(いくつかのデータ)
····················

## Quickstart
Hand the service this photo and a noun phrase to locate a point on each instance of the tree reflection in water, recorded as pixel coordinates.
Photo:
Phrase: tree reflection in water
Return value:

····················

データ全体の「pixel coordinates」を「normalized coordinates」に変えて、データを更新してください。それ以外はそのまま残してください。

## Quickstart
Hand the service this photo and a noun phrase to locate a point on each instance of the tree reflection in water, recorded as normalized coordinates.
Photo:
Phrase: tree reflection in water
Return value:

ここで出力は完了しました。